* The request
Only the lines from the one containing "Species-survey task: indicate the dark bronze" through the last line below should be written out, exactly and with both ends kept.

* Input material
┌──

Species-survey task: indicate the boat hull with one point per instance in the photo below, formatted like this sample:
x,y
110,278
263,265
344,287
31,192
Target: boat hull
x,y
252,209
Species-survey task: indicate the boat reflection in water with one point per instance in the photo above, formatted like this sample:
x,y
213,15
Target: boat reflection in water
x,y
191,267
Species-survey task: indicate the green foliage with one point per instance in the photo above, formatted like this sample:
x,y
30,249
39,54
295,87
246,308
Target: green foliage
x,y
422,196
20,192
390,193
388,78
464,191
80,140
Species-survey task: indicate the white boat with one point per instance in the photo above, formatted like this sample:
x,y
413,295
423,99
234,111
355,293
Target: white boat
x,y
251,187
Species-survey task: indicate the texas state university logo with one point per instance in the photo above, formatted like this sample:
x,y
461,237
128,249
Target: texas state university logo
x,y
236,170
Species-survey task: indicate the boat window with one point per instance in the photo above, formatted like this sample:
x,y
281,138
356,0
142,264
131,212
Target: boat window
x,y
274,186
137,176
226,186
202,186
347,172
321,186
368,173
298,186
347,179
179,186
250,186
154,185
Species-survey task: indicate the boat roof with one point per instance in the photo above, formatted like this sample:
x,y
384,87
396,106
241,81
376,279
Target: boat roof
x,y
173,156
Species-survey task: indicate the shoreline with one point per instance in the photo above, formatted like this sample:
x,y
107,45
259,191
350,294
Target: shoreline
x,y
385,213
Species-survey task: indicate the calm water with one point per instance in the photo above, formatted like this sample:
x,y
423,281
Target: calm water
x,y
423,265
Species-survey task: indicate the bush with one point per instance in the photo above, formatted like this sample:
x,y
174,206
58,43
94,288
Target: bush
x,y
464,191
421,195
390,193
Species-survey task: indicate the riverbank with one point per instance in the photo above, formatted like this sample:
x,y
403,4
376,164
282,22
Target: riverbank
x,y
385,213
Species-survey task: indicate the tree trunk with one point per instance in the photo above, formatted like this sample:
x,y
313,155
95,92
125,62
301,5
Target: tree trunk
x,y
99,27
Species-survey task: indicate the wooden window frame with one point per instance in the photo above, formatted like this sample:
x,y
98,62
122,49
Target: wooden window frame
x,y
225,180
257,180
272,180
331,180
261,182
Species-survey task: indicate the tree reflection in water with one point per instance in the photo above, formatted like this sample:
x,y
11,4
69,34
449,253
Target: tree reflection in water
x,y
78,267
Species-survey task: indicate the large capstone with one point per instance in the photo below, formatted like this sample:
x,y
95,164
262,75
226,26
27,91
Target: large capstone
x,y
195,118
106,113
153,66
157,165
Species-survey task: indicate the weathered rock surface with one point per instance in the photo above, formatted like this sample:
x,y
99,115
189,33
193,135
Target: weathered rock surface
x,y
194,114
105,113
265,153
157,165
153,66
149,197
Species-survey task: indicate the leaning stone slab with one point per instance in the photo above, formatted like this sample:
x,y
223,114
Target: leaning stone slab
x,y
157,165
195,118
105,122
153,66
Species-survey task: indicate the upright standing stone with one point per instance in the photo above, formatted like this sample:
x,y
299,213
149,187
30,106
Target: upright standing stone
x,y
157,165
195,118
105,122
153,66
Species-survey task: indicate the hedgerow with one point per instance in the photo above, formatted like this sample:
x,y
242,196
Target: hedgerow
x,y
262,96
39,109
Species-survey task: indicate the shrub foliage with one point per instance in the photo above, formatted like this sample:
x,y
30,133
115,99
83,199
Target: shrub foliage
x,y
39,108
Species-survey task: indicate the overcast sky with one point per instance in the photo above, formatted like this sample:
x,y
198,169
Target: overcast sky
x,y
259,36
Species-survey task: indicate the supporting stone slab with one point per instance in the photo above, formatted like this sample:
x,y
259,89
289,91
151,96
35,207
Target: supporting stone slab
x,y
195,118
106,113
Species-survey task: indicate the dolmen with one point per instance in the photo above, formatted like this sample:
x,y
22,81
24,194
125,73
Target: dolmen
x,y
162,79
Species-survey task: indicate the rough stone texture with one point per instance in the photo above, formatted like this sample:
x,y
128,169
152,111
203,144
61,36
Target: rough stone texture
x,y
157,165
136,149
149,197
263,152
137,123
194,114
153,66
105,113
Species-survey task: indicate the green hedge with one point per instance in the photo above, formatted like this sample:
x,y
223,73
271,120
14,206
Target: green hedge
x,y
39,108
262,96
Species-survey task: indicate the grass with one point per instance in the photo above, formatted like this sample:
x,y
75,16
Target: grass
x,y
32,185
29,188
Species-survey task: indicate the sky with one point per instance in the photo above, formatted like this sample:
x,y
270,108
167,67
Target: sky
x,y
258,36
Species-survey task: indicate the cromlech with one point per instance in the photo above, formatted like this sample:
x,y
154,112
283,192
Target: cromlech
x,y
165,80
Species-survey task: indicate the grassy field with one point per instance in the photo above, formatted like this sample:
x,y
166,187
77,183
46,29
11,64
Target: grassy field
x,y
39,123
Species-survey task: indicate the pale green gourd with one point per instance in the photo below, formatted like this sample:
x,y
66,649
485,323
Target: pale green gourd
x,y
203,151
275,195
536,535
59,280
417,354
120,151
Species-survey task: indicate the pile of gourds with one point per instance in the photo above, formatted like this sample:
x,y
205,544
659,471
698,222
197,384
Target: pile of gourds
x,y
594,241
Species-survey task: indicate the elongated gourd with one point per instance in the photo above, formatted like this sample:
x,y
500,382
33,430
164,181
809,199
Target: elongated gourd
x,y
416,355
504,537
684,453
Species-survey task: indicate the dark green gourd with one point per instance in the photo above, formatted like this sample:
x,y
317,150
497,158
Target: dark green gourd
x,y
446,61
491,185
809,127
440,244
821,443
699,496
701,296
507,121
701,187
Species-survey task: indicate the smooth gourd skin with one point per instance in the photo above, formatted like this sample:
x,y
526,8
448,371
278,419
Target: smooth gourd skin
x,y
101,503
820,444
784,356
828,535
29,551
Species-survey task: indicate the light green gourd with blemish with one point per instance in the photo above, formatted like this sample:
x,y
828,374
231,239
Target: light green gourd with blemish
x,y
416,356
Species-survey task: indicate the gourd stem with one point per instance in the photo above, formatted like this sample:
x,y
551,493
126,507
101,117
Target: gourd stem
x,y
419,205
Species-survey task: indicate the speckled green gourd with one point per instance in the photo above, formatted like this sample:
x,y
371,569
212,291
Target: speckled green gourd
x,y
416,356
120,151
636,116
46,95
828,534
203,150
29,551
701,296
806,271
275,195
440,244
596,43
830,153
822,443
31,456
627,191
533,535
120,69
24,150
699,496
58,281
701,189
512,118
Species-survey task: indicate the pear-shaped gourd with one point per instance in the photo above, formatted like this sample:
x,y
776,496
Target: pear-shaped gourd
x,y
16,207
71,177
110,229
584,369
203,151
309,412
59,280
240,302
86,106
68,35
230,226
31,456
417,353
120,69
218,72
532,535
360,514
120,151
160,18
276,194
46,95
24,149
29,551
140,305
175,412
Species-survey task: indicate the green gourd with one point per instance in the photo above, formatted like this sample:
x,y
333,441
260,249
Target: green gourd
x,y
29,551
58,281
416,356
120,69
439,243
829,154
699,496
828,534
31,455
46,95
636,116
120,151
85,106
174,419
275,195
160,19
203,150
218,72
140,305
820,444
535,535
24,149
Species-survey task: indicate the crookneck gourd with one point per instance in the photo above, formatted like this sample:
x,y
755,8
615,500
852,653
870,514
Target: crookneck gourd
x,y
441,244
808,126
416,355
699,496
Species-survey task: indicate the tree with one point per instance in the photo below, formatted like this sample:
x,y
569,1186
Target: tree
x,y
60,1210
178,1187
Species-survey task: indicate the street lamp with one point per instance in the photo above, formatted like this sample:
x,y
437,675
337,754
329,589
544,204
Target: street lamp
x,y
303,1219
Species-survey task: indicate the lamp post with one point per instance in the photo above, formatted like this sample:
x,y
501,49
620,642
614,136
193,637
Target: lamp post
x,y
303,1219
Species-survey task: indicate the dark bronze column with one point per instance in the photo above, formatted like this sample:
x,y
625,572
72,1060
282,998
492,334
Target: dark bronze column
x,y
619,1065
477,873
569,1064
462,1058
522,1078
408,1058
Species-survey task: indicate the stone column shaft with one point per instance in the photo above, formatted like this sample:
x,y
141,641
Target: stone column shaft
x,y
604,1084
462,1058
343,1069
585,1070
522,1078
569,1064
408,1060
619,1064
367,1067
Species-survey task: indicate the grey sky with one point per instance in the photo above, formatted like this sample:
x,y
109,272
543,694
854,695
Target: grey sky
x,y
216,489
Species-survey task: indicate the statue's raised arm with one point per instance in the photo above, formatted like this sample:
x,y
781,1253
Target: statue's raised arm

└──

* Answer below
Species-survey task: indicate the dark bronze column with one point per instance in the photo above, formatted like this sample:
x,y
625,572
72,1060
282,998
492,334
Target: dark bronze column
x,y
619,1065
477,873
569,1064
462,1058
522,1078
408,1058
Species-survey task: indicate the stone column shaft with one point per instance in the photo above, formatted like this sample:
x,y
141,641
Target: stone column shaft
x,y
604,1084
462,1058
343,1069
585,1070
522,1078
569,1064
408,1060
619,1064
367,1067
Species-survey task: indicate the grey sky with one point per instance in the photo above, formatted like this sample:
x,y
109,272
543,694
854,695
Target: grey sky
x,y
216,489
Species-survey task: indicate the statue's raised arm with one point per instance in the photo above, formatted like this sample:
x,y
781,1253
Target: statue's raised arm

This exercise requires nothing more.